[Object pointing dataset rows]

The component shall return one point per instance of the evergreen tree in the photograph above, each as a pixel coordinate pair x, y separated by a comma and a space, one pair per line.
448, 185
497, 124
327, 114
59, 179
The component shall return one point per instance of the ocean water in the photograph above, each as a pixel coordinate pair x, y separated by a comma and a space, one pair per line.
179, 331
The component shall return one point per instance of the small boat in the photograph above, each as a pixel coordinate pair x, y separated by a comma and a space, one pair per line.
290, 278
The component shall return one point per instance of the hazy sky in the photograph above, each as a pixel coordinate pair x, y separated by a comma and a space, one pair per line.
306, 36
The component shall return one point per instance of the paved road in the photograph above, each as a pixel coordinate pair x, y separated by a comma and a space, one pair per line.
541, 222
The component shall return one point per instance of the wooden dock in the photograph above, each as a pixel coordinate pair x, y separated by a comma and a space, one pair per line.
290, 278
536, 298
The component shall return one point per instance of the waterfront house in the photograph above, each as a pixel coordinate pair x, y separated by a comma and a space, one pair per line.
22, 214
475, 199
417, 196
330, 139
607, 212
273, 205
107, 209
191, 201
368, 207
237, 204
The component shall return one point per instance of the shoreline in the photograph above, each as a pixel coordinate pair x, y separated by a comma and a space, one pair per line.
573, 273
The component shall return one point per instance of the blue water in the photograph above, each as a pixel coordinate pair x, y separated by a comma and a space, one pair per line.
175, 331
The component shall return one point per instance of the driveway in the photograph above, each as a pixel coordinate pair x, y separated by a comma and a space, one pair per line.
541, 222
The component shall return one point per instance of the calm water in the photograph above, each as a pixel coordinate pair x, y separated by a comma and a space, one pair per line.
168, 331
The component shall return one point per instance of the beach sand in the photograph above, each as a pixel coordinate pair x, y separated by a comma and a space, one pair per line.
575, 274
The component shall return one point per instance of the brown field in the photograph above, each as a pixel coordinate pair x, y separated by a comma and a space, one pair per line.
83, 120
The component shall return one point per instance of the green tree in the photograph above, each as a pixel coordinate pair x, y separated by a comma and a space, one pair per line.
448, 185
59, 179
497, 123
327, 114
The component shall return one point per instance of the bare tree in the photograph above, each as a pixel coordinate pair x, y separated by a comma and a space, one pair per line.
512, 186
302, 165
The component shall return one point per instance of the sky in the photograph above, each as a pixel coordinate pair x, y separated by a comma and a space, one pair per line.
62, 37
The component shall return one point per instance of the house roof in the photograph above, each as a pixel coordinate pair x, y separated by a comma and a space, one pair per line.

*To do*
Your task is to transcribe the listing above in full, exactly as given.

*Exercise output*
The component shall return one point per instance of the evergreen tree in the photograph above, each as a pixel coordinate pair x, y separated by a comma and a space, one pair per line.
448, 185
497, 124
327, 114
59, 179
The component shall return one point per instance of the ocean water in the photograph above, each as a pixel coordinate pair x, y separated by a comma and a space, one pair per line.
179, 331
The component shall return one point per instance of the small boat in the photograph above, each as a pixel coordinate pair x, y separated by a comma and a space, one pair per line.
290, 278
The component shall return one point per instance of the hazy sky in the photograph above, each as a pixel coordinate pair x, y separated by a comma and a space, one pair per line.
306, 36
The component shall return one point per instance of the paved road in the photograph above, each as a pixel coordinate pair x, y separated by a comma and a space, one pair per line.
541, 222
The component shall return one point per instance of the wooden dock in the photograph above, each as a pixel coordinate pair x, y separated by a comma and a space, one pair per line.
290, 278
536, 298
The component shall return one point per instance of the waterfront house in the photograph above, each as a pixel coordinate pair x, y separated by a comma and a space, one pair per line.
22, 214
475, 199
417, 196
330, 139
607, 212
273, 205
107, 209
191, 201
368, 207
237, 204
The component shall return one point per instance of the shoreline in the photograph above, each as a pixel coordinate pair x, y separated by a comma and a space, one pair per line.
573, 273
The component shall return one point per instance of the blue water in the photograph above, each as a pixel coordinate pair x, y separated by a comma and a space, one pair per line.
175, 331
The component shall return one point per instance of the driveway in the photograph above, each as a pixel coordinate pair x, y separated by a comma and a space, one pair per line.
541, 222
The component shall return one point per instance of the calm water in the photograph above, each as a pixel coordinate pair x, y separated by a comma and a space, one pair per line.
168, 331
The component shall return one point per instance of the beach sand in the photograph above, each as a pixel coordinate pair x, y separated by a comma and a space, one pair per line.
575, 274
The component shall return one point per instance of the brown field in the photograph above, each as a pixel coordinate pair x, y separated by a comma and a space, one pair per line.
83, 120
The component shall return one point per instance of the green tree in the photograph above, each as a pixel coordinate pair x, y separated by a comma and a space, one pair per line.
448, 185
59, 179
497, 123
327, 114
The component shall return one point per instance of the bare tree in the photograph above, each as a pixel coordinate pair x, y separated by a comma and a space, one pair per line.
512, 186
302, 165
The component shall return one point per instance of the sky in the photograph above, each as a pixel coordinate pair x, y separated by a comma and a space, one pair per line.
62, 37
The component shall return one point per instance of the house roof in the photograph above, each as a pixel coordinate pair x, y separated by a comma and a space, one pair per line.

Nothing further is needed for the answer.